▶

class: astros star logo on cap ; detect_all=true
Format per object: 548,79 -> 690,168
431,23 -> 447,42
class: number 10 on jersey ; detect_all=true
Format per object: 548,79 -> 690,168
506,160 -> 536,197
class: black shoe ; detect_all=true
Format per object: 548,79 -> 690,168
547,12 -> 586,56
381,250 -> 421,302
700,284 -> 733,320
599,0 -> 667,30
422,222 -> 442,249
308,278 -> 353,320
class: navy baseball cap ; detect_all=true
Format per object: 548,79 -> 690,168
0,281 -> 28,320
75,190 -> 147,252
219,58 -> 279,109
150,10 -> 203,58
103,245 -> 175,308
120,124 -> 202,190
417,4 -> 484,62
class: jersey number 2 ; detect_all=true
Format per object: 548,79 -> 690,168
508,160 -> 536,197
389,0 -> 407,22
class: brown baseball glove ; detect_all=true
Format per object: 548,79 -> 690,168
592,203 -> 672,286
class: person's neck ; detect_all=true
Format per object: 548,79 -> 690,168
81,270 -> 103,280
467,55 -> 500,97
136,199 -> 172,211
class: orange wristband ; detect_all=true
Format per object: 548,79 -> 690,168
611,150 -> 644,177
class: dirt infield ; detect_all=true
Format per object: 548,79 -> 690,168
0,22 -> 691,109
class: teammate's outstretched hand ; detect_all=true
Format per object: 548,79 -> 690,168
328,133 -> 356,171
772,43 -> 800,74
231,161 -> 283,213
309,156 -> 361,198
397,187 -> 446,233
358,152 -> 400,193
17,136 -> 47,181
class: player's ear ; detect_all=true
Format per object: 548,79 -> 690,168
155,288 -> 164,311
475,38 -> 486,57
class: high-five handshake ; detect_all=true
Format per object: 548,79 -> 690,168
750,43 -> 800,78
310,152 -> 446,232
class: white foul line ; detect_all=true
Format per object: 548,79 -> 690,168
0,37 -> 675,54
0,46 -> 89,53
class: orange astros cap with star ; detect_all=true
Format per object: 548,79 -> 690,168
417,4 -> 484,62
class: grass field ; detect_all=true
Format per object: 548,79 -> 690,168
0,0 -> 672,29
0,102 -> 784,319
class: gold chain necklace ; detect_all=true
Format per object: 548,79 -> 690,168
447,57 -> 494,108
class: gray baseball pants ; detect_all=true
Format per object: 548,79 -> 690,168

◀

> _Prompt_:
Rewrite every line of the records above as a numbered list, leaving out any blank lines.

> _Response to the task_:
1. class: astros star logo on cap ; detect_all=true
2. Format per object: 548,79 -> 690,168
3. 431,23 -> 447,42
4. class: number 10 on jersey ; detect_all=true
5. Format per object: 548,79 -> 690,168
6. 506,160 -> 536,197
7. class: black shoe ; detect_all=true
8. Format per object: 548,79 -> 690,168
9. 547,12 -> 586,56
10. 381,250 -> 421,302
11. 700,284 -> 733,320
12. 599,0 -> 667,30
13. 422,222 -> 442,249
14. 308,278 -> 353,320
15. class: navy baseball cap ; detect_all=true
16. Format per object: 548,79 -> 690,168
17. 0,281 -> 28,320
18. 75,190 -> 147,252
19. 219,58 -> 279,109
20. 150,10 -> 203,58
21. 103,245 -> 175,308
22. 120,124 -> 202,190
23. 417,4 -> 484,62
24. class: jersey number 2 ; detect_all=true
25. Format per object: 548,79 -> 690,168
26. 508,160 -> 536,197
27. 389,0 -> 407,22
28. class: brown baseball glove ; detect_all=true
29. Format per object: 548,79 -> 690,168
30. 592,203 -> 672,286
31. class: person's neck ; detect_all=true
32. Format per object: 548,79 -> 690,168
33. 81,270 -> 103,280
34. 467,55 -> 500,97
35. 136,199 -> 172,211
36. class: orange wristband ; detect_all=true
37. Format per object: 548,79 -> 690,168
38. 611,150 -> 644,177
39. class: dirt infield ; detect_all=true
40. Format per object: 548,79 -> 690,168
41. 0,22 -> 691,109
42. class: teammate's outstretched hand ; detect_all=true
43. Format per object: 548,79 -> 690,168
44. 328,133 -> 356,171
45. 772,43 -> 800,74
46. 231,161 -> 283,213
47. 309,156 -> 361,198
48. 397,187 -> 446,233
49. 358,152 -> 400,193
50. 17,136 -> 47,181
51. class: player's ear ; detect_all=true
52. Format per object: 548,79 -> 690,168
53. 155,288 -> 164,311
54. 475,38 -> 486,57
55. class: high-five handshake ; detect_all=true
56. Format per object: 548,79 -> 690,168
57. 750,43 -> 800,78
58. 310,152 -> 446,232
59. class: white foul line ; detect_all=true
60. Format per object: 548,79 -> 690,168
61. 0,37 -> 675,54
62. 0,46 -> 89,53
63. class: orange astros cap with star ; detect_all=true
64. Format per object: 548,79 -> 690,168
65. 417,4 -> 484,62
66. class: grass field ; detect_all=true
67. Format per object: 548,79 -> 690,168
68. 0,0 -> 672,29
69. 0,102 -> 784,319
70. class: gold chain necklace ; detect_all=true
71. Format per object: 548,79 -> 690,168
72. 447,57 -> 494,108
73. class: gray baseball pants ; detect_all=true
74. Format per object: 548,79 -> 690,168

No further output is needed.